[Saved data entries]
┄┄┄┄┄┄┄┄┄┄

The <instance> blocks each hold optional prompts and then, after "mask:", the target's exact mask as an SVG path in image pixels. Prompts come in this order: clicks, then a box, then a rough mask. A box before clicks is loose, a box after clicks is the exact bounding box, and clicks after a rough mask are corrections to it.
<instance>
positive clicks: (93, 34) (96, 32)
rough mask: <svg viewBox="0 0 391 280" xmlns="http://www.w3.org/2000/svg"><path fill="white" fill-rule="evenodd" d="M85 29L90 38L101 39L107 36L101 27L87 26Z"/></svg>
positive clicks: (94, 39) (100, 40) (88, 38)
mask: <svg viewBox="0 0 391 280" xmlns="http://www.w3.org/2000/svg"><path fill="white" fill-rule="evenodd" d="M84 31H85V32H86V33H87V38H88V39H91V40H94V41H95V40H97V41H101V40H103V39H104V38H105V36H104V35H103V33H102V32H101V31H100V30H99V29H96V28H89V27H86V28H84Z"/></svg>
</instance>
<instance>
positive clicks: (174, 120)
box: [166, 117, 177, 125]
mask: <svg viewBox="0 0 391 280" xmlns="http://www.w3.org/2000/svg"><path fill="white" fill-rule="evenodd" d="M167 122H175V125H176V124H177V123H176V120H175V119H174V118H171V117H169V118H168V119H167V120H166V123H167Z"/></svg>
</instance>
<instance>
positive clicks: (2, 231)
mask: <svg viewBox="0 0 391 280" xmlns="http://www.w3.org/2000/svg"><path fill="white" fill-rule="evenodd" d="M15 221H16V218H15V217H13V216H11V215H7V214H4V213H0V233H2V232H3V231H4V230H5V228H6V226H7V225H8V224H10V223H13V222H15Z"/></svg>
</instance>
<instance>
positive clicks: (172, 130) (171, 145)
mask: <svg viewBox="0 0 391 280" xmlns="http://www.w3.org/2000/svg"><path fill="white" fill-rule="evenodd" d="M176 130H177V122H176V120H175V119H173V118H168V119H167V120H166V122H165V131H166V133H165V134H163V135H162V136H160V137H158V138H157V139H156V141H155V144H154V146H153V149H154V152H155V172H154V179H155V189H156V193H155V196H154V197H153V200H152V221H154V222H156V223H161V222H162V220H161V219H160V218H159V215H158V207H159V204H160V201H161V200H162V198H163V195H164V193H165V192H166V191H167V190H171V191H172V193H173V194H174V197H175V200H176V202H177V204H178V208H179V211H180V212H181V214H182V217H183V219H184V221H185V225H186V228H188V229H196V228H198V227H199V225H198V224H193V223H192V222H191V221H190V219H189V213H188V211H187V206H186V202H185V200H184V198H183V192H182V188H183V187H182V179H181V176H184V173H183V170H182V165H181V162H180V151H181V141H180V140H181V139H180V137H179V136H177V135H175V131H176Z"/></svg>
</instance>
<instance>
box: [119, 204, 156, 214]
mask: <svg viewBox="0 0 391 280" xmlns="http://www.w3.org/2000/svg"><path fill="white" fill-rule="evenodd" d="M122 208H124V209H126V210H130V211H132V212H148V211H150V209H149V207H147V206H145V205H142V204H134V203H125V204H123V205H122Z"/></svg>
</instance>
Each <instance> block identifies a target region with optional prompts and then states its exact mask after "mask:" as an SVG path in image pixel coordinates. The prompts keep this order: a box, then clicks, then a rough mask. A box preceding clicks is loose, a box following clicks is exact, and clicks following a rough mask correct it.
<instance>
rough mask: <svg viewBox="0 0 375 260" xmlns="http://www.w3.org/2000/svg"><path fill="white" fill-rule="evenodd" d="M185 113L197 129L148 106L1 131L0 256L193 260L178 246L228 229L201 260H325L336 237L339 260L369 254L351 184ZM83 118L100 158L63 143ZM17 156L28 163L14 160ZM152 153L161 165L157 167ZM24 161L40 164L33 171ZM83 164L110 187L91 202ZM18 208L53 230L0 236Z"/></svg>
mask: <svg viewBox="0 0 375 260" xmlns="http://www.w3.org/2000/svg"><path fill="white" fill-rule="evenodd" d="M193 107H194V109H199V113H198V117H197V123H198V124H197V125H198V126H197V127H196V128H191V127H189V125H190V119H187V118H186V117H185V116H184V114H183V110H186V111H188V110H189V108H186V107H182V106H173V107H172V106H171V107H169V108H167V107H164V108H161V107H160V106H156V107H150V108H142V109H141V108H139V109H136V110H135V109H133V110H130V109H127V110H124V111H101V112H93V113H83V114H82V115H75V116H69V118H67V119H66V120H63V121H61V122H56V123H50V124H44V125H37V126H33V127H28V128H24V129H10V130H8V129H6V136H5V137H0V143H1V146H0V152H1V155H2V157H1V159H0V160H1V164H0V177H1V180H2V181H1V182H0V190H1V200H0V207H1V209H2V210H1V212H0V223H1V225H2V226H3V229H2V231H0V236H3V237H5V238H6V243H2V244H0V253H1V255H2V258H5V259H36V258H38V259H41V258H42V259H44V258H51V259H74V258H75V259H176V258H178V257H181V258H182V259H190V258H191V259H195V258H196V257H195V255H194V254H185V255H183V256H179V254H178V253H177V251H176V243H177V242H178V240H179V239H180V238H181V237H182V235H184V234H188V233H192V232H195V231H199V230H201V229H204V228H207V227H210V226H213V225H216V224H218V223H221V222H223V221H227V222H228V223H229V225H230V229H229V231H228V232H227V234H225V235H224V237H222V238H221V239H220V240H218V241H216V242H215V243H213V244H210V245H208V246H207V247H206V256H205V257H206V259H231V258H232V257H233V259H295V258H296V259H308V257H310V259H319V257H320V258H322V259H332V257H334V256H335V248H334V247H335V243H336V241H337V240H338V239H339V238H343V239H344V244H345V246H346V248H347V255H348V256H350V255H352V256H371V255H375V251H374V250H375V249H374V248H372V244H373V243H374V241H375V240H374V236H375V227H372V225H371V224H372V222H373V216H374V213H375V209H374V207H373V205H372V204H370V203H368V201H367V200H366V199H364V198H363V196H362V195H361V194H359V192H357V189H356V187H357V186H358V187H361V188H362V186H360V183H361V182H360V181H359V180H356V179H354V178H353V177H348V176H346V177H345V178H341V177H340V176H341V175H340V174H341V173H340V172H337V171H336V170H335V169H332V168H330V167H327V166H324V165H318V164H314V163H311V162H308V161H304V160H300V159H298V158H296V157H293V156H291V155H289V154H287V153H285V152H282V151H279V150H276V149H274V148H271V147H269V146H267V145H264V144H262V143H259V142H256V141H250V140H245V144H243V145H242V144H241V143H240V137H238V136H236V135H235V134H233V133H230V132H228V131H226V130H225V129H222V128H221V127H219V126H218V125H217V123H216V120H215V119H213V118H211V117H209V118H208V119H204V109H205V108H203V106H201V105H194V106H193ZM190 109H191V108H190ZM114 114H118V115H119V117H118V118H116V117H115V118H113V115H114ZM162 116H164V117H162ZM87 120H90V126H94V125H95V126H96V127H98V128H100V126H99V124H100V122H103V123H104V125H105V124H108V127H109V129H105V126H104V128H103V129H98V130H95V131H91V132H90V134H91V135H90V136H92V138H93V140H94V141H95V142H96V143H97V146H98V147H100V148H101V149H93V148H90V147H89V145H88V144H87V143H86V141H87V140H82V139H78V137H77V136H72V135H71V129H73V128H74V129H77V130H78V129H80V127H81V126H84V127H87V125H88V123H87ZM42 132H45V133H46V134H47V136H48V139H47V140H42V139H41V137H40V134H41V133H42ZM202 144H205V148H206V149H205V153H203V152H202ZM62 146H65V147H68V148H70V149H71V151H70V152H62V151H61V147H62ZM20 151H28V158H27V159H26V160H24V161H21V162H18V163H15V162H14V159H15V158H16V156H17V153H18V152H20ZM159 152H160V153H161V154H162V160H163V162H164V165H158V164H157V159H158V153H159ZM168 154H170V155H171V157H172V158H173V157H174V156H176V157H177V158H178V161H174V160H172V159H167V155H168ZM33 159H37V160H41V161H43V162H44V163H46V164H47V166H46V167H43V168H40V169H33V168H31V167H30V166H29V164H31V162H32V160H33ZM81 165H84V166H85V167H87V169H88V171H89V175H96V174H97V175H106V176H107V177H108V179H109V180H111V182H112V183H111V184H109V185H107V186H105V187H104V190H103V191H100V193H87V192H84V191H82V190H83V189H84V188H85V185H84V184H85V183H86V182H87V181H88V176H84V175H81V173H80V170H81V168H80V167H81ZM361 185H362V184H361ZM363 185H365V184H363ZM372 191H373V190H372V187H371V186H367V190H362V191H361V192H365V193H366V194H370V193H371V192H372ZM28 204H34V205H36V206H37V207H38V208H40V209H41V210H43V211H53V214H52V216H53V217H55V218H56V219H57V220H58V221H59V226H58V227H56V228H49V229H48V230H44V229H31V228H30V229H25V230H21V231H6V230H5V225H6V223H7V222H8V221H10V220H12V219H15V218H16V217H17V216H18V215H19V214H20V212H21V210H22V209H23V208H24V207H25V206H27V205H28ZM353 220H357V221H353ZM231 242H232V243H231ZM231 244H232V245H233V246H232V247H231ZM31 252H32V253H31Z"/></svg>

┄┄┄┄┄┄┄┄┄┄

▶ [WHAT YOU HAVE TO DO] Pull out each line of the records that contains the string "positive", matching case exactly.

▶ [EXERCISE RESPONSE]
positive clicks: (93, 34) (96, 32)
positive clicks: (94, 39) (100, 40) (88, 38)
positive clicks: (174, 120)
positive clicks: (2, 231)
positive clicks: (172, 130) (171, 145)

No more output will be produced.